begin Selected text
Should You Take Your Partner’s Last Name After Marriage?

Marriage is a social and historical construct, its meaning has evolved throughout history. It was greatly influenced by religion and the state. Legally speaking, same-sex/same-gender couples in the UK had long been denied that right. This changed in 2014 when England, Wales, and Scotland legalized gay marriage (hooray), followed by Northern Ireland in 2020 (double hooray). This brings us to our question: Should you take your partner’s last name after marriage? Many of us in the LGBTQ+ community have wondered. Some hypothetically debating with friends, and others are, for all intents and purposes, tying the knot. 

Firstly, if you are getting married, we at Nonchalant Magazine could not be happier for you (where’s our invite!?)! But you probably have a thousand tasks on your to-do list, and figuring out what to do with the surname situation might not be helping.

man in black and white sweater sitting on chair

Well, worry no more, in this article, we will try to tackle the issue and hopefully help you out in the process!

The cons of taking your partner’s surname

You reject the patriarchal aspect of the act

According to Stephanie Coontz author of Marriage, A History: How Love Conquered Marriage. Early British tribal groups and Anglo-Saxons saw marriage as a diplomatic and trading tool. Marriage, not only in the UK but all over the world, has historically had a transactional purpose. 

Because marriage was about securing a strategic position in society, the consent of the couple, especially the bride, was unimportant. Taking your husband’s name in marriage was merely a switch from one patriarch to the next. It deprived women of a sense of identity. Their names were only an extension of the prominent male figure in their lives. 

And so we ask ourselves why would we, as queer people in queer relationships (especially lesbian ones) want to participate in such a process? Wouldn’t it go against our core values? 

Because of this historical link between marriage and the patriarchy, some queer couples do not want to get married or refuse to change their last names, as they see the act as an instrument of straight and patriarchal values. 

You fear a loss of identity

If you live in the UK, your life is partially organised around and by a state. One of the first things parents must do after their child is born is to register them. Moments after we are born, we become not mere humans but citizens, and as citizens, we are recognisable by our name and surname. It’s everywhere: birth certificates, diplomas, tenancy agreements, email addresses, and even on social media. 

It is one of the first things people learn about us, and it becomes part of who we are to the world. 

More than just a habit, some people have an emotional attachment to their surnames. It is linked with our ancestors and family history. Many people want to carry on their surnames as part of a legacy, especially if they want to have children. 

The pros of taking your partner’s surname

You feel as though taking your partner’s name is an act of love and devotion

There was a cultural switch in England during the Victorian era when love became a foundation for marriage. Jennifer Phegley, author of Courtship and Marriage in Victorian England, explains that the Victorians believed that marriage should be based on love or companionship. She adds that this was an efficient way to distance themselves from the working class. Today, legal marriage is completely interlinked with the concept of love.
end Selected text
begin Source excerpt
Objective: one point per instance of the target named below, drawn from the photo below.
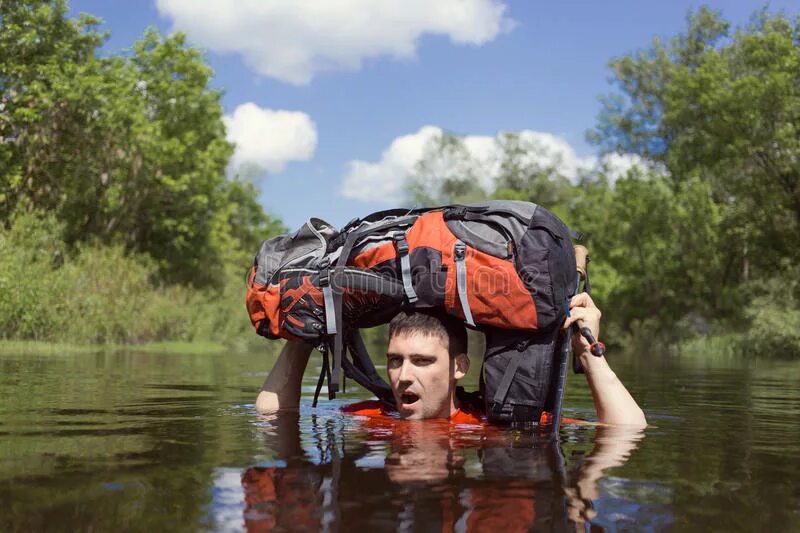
end Source excerpt
[Written task] Copy from the article on taking a partner's last name the part that opens with the words containing "Firstly, if you" and closes with "a transactional purpose.". None of the material is needed here.

[Right answer]
Firstly, if you are getting married, we at Nonchalant Magazine could not be happier for you (where’s our invite!?)! But you probably have a thousand tasks on your to-do list, and figuring out what to do with the surname situation might not be helping.

man in black and white sweater sitting on chair

Well, worry no more, in this article, we will try to tackle the issue and hopefully help you out in the process!

The cons of taking your partner’s surname

You reject the patriarchal aspect of the act

According to Stephanie Coontz author of Marriage, A History: How Love Conquered Marriage. Early British tribal groups and Anglo-Saxons saw marriage as a diplomatic and trading tool. Marriage, not only in the UK but all over the world, has historically had a transactional purpose.